Copy the material from the line containing "man in white" through the end, swapping "put a single point on" for "place one dot on" and leaving everything else unchanged. Leave the pictures out of your copy.

━━━━━ Data to process ━━━━━

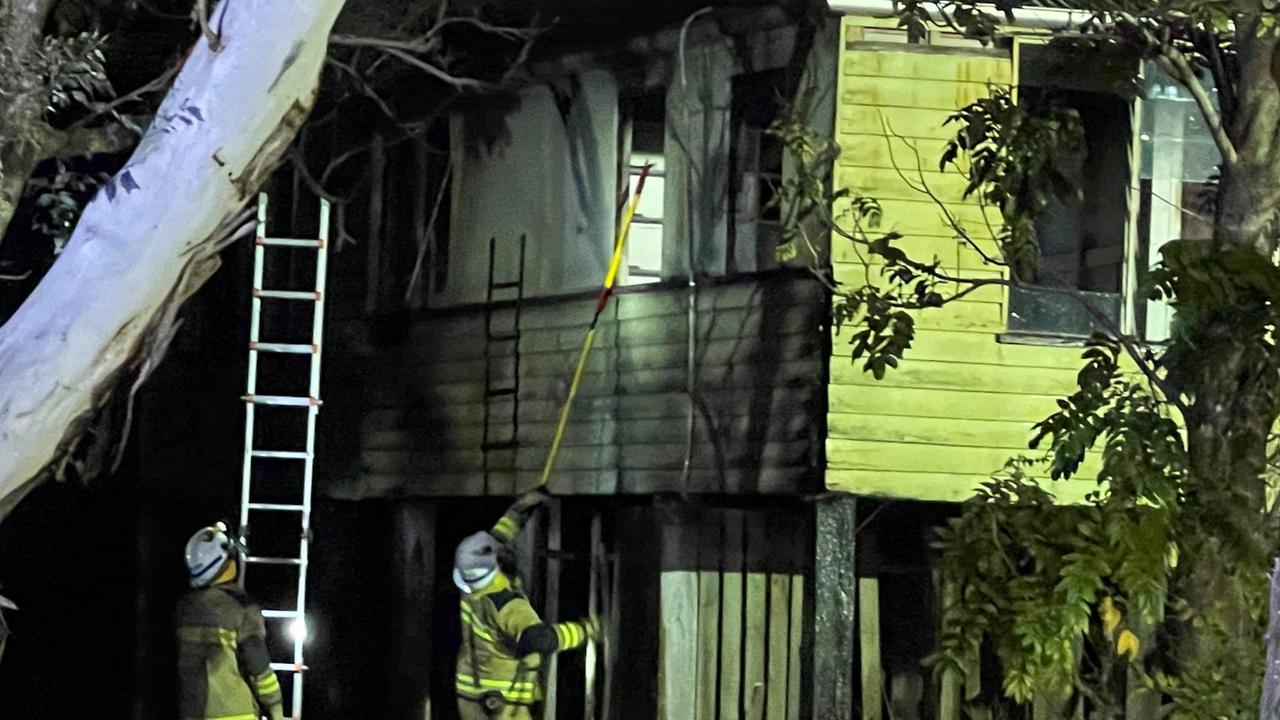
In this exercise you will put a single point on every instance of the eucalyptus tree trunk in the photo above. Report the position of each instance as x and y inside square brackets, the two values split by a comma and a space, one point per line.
[150, 236]
[1228, 370]
[1270, 706]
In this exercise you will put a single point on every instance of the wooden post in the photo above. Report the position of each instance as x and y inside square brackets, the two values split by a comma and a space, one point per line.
[412, 570]
[709, 560]
[593, 604]
[1270, 705]
[677, 634]
[873, 673]
[551, 607]
[835, 611]
[374, 242]
[731, 592]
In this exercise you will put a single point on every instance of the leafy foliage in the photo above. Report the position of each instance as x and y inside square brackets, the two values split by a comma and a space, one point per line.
[1013, 158]
[1160, 577]
[74, 71]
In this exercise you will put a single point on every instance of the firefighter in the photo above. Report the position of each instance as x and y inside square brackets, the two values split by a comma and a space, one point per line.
[503, 639]
[223, 666]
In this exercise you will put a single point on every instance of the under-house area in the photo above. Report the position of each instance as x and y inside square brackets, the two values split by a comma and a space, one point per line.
[727, 360]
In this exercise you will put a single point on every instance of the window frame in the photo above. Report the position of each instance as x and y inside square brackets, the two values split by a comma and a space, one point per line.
[1129, 282]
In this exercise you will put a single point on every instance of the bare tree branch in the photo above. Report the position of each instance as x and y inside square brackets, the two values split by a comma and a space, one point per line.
[215, 42]
[156, 85]
[1112, 329]
[365, 87]
[396, 49]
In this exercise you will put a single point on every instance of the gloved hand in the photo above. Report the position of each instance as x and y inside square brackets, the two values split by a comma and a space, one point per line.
[530, 500]
[593, 628]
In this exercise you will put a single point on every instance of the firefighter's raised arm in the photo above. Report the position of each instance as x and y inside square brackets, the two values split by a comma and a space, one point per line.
[515, 518]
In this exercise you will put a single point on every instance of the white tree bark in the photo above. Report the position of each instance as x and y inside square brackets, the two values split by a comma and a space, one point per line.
[149, 237]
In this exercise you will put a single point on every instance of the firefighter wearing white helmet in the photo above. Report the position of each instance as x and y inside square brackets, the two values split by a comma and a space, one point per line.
[503, 639]
[223, 666]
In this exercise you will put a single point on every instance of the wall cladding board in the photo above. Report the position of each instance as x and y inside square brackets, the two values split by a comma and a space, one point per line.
[758, 419]
[961, 402]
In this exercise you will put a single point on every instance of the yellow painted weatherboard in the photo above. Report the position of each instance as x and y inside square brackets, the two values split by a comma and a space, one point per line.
[961, 404]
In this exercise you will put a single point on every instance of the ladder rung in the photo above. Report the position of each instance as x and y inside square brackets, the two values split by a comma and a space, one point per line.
[287, 294]
[282, 454]
[280, 614]
[260, 560]
[282, 400]
[277, 506]
[291, 242]
[297, 349]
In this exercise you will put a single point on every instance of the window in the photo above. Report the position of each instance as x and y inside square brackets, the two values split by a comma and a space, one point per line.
[644, 242]
[1179, 162]
[757, 173]
[1082, 240]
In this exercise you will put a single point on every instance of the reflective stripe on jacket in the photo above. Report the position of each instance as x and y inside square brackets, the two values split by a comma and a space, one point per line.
[223, 666]
[503, 641]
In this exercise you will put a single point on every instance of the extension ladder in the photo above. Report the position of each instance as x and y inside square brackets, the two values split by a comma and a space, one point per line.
[496, 356]
[251, 507]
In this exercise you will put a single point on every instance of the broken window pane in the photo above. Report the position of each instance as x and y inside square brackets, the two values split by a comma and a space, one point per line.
[1179, 171]
[1082, 238]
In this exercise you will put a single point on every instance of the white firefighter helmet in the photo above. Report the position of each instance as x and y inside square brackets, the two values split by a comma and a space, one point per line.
[208, 554]
[475, 563]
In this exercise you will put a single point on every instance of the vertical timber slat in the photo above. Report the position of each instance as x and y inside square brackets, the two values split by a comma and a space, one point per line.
[757, 647]
[780, 643]
[833, 607]
[731, 619]
[873, 674]
[677, 637]
[796, 633]
[552, 602]
[374, 276]
[708, 614]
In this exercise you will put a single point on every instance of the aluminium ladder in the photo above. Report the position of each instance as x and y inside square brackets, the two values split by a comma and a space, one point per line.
[301, 506]
[493, 387]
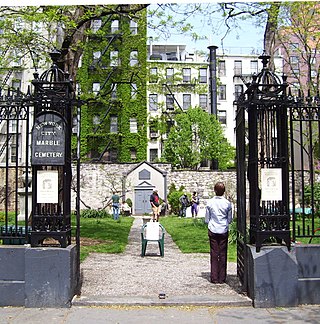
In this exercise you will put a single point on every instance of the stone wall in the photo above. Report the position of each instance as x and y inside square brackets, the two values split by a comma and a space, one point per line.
[98, 181]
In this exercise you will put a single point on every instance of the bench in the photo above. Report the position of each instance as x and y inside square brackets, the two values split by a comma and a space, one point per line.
[152, 232]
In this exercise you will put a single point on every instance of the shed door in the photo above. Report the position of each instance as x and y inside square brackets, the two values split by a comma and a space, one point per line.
[142, 201]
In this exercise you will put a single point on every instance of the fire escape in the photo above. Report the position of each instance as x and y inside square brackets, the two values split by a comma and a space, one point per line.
[97, 66]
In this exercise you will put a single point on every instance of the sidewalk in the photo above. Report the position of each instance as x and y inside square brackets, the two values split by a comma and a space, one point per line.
[129, 279]
[124, 289]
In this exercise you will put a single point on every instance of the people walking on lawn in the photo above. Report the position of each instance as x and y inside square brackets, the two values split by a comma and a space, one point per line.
[194, 204]
[115, 205]
[184, 202]
[155, 205]
[218, 217]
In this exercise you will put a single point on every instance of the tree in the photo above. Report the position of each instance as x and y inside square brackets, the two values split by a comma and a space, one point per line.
[195, 137]
[299, 41]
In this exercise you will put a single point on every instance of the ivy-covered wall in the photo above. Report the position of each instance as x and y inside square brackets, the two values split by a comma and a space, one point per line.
[122, 94]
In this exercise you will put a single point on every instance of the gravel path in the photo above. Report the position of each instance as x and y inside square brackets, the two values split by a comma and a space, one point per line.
[129, 274]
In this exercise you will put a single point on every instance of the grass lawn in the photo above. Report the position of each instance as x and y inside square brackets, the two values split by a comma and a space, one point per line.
[103, 235]
[191, 235]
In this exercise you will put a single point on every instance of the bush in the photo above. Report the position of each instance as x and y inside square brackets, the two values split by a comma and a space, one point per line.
[93, 213]
[173, 198]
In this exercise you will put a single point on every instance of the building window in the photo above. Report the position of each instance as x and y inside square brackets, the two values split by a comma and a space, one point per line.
[238, 90]
[13, 123]
[113, 155]
[237, 67]
[114, 91]
[13, 155]
[133, 125]
[203, 101]
[153, 155]
[114, 58]
[222, 117]
[186, 101]
[170, 102]
[254, 67]
[114, 26]
[96, 120]
[133, 58]
[222, 92]
[96, 57]
[203, 76]
[134, 90]
[113, 124]
[153, 102]
[153, 75]
[153, 132]
[133, 27]
[96, 88]
[16, 84]
[96, 25]
[169, 75]
[186, 75]
[222, 68]
[133, 154]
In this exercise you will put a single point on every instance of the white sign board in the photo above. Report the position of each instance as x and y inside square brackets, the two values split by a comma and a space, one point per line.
[47, 187]
[271, 184]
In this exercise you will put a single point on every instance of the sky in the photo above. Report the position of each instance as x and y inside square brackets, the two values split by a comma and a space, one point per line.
[238, 41]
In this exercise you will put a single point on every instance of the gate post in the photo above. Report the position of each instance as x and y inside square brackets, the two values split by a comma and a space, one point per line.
[51, 156]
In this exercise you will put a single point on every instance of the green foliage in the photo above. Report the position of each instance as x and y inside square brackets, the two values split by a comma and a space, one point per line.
[308, 190]
[105, 235]
[173, 198]
[93, 213]
[191, 235]
[197, 136]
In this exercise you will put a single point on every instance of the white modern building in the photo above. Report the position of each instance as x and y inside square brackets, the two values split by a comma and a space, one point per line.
[179, 79]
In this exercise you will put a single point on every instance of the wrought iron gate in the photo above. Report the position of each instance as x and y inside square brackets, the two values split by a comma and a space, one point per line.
[35, 137]
[277, 152]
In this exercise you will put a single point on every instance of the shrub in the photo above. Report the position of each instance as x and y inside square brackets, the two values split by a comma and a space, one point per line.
[173, 198]
[93, 213]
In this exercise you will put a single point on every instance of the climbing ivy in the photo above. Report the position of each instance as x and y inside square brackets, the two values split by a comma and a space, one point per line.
[96, 136]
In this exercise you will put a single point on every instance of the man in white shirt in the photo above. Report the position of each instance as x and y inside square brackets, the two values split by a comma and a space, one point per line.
[218, 217]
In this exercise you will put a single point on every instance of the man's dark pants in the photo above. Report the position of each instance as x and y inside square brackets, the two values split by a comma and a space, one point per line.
[218, 256]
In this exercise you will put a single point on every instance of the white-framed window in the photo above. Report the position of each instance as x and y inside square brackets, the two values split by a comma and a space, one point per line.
[114, 26]
[254, 67]
[114, 91]
[238, 90]
[96, 57]
[96, 120]
[153, 155]
[153, 102]
[96, 25]
[96, 87]
[186, 101]
[203, 101]
[133, 153]
[133, 27]
[134, 90]
[169, 75]
[222, 116]
[13, 153]
[203, 75]
[113, 124]
[186, 74]
[170, 102]
[134, 58]
[153, 75]
[237, 67]
[222, 68]
[133, 125]
[114, 58]
[222, 92]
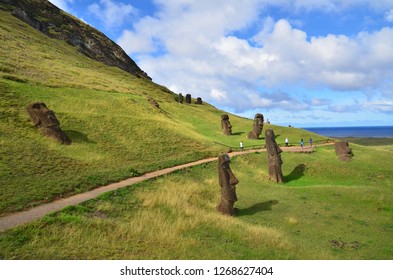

━━━━━

> Solution to this problem
In this exercise you will place one dot on every instance of the man in white shirt in the photo above. Report the position of each instance as x and y inside square brackets, the two values split by a comma and a space, one point per line.
[218, 217]
In this exercise you will place one dot on every instance of the man's dark pants in the photo above. Report the position of each instance as x and y inside square brackets, the two values split by a comma and a space, one point per line.
[218, 256]
In this exercise you will place one dot on every instance of the white-framed window in the photo above. Report the position of each instance as x and y inside square brackets, the two values split by a comma and a space, one point per line.
[114, 26]
[254, 67]
[114, 91]
[238, 90]
[96, 57]
[96, 120]
[153, 155]
[153, 102]
[96, 25]
[96, 87]
[186, 101]
[203, 101]
[133, 153]
[133, 27]
[134, 90]
[169, 75]
[222, 116]
[13, 153]
[203, 75]
[113, 124]
[186, 74]
[170, 102]
[134, 58]
[153, 75]
[237, 67]
[222, 68]
[133, 125]
[114, 58]
[222, 92]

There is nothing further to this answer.